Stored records
• • • • • • •

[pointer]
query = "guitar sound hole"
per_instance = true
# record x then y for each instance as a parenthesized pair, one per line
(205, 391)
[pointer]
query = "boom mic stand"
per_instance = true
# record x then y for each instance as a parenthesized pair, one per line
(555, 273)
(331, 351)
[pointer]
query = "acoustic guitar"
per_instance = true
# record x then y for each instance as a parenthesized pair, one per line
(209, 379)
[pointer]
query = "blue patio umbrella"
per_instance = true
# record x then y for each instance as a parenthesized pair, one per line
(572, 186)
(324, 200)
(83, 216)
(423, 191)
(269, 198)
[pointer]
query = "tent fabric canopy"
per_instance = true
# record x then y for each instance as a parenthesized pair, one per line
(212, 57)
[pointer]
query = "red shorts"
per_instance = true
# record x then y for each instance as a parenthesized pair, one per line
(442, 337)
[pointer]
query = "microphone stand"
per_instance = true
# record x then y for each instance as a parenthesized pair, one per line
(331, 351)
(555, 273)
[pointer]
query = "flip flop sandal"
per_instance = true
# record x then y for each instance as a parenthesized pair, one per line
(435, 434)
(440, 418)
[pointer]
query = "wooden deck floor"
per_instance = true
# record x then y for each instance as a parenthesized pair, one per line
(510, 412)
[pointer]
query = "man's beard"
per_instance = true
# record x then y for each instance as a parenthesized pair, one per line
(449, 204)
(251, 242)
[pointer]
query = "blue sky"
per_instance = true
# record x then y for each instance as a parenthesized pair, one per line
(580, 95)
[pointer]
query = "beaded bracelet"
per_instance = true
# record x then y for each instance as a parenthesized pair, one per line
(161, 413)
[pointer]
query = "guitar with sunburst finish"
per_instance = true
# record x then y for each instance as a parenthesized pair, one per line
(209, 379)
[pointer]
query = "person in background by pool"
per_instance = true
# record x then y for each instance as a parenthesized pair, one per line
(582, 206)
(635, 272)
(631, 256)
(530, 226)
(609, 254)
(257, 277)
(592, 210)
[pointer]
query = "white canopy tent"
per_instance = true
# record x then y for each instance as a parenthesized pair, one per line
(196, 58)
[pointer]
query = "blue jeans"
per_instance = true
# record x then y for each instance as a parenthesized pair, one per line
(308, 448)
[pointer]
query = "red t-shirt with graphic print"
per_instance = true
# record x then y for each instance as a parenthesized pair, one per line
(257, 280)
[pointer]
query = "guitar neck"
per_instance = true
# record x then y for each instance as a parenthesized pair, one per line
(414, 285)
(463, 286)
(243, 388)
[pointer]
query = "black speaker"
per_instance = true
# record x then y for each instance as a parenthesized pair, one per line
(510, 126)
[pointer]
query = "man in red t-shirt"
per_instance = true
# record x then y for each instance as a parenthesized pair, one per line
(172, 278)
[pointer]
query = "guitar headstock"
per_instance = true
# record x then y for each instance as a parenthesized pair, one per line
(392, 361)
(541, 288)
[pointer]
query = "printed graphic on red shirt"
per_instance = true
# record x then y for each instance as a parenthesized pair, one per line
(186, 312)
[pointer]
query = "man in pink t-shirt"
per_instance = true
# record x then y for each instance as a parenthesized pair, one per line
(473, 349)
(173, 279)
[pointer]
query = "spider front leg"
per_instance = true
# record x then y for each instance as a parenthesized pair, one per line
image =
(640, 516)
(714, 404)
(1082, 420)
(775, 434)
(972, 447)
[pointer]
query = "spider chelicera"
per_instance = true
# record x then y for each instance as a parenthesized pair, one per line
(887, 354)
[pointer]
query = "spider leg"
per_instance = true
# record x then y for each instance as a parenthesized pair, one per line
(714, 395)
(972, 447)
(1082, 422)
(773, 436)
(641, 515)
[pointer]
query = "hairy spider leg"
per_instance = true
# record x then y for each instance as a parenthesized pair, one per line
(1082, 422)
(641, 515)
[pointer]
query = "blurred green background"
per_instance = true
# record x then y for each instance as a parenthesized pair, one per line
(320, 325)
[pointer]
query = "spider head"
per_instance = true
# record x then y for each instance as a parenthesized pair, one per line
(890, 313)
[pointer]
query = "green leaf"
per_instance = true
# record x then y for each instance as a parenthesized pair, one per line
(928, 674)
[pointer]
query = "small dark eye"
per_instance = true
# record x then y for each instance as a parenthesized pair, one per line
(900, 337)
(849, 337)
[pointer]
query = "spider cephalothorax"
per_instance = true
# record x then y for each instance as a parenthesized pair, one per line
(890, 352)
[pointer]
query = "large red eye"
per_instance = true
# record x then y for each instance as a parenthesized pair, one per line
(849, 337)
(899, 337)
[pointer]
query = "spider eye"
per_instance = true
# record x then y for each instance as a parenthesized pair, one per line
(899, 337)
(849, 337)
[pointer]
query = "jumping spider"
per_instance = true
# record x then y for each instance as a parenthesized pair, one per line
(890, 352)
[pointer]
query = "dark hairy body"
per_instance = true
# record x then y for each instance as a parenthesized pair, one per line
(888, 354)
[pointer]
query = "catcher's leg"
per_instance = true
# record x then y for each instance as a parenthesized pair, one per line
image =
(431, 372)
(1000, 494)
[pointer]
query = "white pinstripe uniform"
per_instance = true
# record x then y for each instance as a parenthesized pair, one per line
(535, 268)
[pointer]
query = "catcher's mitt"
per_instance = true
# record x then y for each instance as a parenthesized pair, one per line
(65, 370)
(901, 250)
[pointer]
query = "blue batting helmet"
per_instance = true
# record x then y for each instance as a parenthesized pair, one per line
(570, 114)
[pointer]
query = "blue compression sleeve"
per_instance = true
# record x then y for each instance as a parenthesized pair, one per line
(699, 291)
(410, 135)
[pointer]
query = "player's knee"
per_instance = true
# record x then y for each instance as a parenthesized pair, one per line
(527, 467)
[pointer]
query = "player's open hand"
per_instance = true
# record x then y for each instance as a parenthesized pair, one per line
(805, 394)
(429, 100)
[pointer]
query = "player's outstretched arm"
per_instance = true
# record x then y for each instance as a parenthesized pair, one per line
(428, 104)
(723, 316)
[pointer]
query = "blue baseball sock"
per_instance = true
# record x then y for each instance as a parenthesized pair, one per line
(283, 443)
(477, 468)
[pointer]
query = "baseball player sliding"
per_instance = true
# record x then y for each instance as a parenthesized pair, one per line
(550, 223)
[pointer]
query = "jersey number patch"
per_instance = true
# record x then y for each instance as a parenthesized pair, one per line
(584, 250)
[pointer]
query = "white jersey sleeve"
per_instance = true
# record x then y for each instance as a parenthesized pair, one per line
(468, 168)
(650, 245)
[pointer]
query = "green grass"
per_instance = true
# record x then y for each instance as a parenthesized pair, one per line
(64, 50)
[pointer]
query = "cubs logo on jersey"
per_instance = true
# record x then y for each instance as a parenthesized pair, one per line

• • • • • • •

Task to carry out:
Extract every line of the records above that contains the word "guitar".

Answer to the problem:
query = "guitar sound hole"
query = "acoustic guitar"
query = "guitar with sunburst finish"
query = "guitar neck"
query = "guitar headstock"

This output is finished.